Region pointing data:
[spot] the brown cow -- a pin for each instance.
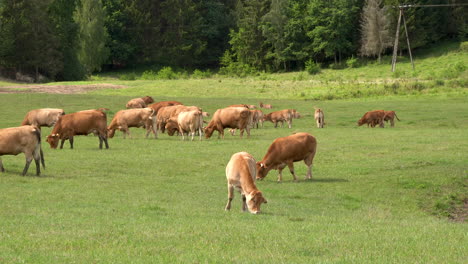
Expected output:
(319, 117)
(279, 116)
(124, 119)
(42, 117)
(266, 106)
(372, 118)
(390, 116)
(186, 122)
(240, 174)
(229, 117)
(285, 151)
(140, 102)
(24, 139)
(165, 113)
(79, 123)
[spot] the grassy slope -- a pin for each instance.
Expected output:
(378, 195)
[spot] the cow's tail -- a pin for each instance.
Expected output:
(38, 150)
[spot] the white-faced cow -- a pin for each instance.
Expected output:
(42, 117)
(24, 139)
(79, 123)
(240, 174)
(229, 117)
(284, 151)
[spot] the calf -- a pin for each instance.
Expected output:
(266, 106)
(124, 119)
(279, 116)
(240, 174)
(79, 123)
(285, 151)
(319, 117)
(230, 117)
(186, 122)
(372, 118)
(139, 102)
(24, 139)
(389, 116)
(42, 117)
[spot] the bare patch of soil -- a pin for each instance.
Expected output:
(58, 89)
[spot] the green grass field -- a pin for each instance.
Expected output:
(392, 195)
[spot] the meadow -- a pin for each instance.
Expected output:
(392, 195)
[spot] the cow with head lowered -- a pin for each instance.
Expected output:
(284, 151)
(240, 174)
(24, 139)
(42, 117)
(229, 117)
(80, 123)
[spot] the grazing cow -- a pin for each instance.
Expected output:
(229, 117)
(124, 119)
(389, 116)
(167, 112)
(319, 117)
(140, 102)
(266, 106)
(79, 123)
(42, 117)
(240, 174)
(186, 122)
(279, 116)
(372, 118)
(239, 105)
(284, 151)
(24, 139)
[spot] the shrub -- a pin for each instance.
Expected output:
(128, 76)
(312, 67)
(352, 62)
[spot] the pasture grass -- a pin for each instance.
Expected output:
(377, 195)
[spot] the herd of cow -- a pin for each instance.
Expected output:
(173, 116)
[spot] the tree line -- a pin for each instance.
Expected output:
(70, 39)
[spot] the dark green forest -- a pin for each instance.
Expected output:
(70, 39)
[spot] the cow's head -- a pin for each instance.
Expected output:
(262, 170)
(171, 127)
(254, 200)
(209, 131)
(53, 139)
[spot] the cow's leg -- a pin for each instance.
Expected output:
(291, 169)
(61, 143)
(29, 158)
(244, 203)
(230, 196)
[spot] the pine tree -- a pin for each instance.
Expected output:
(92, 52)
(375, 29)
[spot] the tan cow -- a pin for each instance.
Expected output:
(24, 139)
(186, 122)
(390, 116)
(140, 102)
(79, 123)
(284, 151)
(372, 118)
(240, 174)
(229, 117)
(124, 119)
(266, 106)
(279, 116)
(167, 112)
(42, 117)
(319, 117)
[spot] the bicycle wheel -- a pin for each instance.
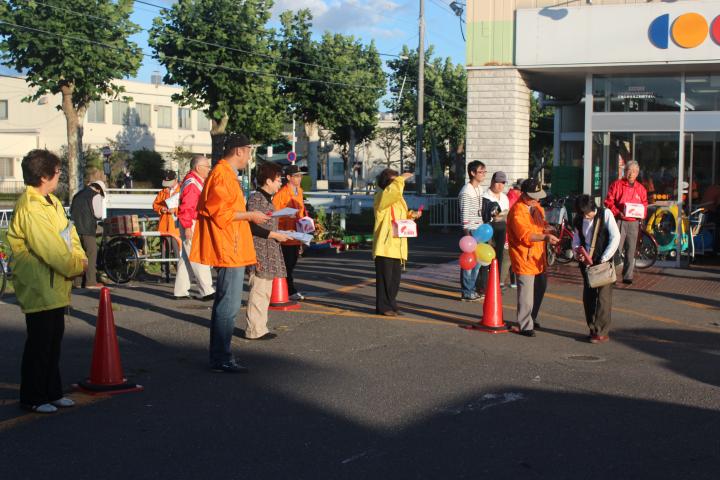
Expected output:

* * *

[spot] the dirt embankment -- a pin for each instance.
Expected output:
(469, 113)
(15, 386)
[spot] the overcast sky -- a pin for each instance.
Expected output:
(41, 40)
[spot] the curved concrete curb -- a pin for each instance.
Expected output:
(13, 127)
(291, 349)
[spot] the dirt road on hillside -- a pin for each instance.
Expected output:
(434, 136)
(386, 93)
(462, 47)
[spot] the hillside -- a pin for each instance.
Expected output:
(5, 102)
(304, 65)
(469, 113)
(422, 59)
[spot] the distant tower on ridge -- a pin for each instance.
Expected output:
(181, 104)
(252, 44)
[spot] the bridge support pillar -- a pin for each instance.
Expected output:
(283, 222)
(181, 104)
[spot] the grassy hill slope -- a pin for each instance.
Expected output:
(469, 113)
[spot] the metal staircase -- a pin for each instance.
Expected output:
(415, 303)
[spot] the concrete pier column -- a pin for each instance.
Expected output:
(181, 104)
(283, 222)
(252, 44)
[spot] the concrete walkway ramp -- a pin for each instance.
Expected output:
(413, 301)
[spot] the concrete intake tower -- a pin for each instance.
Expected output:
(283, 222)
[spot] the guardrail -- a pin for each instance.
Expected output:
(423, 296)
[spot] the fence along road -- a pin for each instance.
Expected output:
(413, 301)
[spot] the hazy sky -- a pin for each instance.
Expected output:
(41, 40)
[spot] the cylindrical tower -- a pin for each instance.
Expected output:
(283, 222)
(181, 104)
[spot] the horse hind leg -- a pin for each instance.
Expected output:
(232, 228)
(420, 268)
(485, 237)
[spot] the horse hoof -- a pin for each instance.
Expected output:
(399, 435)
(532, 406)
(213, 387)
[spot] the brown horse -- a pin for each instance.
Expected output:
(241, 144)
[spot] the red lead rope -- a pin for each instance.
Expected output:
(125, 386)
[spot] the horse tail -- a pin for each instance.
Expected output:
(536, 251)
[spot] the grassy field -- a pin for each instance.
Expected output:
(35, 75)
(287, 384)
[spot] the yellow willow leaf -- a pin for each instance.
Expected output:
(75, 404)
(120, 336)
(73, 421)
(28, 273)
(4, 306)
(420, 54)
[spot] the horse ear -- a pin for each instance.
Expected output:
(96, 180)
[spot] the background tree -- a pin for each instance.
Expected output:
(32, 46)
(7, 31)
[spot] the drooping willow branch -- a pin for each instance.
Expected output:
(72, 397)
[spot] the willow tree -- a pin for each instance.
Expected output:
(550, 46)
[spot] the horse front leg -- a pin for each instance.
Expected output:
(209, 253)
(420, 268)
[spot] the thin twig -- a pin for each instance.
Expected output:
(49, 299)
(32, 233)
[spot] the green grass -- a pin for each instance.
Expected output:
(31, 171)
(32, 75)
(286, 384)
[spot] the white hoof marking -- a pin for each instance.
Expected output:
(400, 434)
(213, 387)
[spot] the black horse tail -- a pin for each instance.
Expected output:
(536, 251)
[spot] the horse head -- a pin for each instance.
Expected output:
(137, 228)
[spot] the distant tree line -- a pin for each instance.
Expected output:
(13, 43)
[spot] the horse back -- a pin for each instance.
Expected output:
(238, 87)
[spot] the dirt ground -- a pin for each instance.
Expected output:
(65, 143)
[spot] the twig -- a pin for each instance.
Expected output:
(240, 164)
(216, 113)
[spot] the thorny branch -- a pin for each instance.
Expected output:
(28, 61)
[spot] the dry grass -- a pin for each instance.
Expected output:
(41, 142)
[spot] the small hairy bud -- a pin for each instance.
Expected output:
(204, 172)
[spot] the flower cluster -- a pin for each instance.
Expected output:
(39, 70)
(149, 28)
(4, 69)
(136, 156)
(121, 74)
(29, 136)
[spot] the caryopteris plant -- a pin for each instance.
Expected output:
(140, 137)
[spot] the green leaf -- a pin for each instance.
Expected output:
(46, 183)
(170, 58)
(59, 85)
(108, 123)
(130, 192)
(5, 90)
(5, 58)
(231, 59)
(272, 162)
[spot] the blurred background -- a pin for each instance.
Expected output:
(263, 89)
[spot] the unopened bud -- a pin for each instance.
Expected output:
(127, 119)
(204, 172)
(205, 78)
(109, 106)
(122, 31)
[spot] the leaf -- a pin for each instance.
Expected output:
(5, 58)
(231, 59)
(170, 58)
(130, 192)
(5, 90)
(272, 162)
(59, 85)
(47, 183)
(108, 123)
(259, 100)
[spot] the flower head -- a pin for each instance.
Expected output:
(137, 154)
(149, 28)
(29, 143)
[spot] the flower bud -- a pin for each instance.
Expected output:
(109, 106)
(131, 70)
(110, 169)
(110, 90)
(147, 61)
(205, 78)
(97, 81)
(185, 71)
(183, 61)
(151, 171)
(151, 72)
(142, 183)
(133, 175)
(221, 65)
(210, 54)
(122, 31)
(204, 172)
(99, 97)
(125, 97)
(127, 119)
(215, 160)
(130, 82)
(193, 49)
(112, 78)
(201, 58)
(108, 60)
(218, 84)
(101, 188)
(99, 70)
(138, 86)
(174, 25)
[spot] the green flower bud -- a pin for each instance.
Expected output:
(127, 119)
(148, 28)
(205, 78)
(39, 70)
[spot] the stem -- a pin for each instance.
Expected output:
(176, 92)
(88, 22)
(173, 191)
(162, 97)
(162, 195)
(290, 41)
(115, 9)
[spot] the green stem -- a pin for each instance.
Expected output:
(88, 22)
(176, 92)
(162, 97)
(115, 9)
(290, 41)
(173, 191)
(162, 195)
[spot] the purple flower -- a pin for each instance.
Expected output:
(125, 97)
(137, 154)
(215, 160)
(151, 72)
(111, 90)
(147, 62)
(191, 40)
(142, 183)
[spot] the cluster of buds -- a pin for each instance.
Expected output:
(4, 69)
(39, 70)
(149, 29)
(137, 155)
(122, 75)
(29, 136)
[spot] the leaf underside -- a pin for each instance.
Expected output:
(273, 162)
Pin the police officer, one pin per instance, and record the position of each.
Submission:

Task instructions: Lines that hold the word "road" are the ones to copy from the entries above.

Written response:
[spot] the dirt road on hillside -- a pin for each instance.
[spot] the fence along road -- a pin for each instance.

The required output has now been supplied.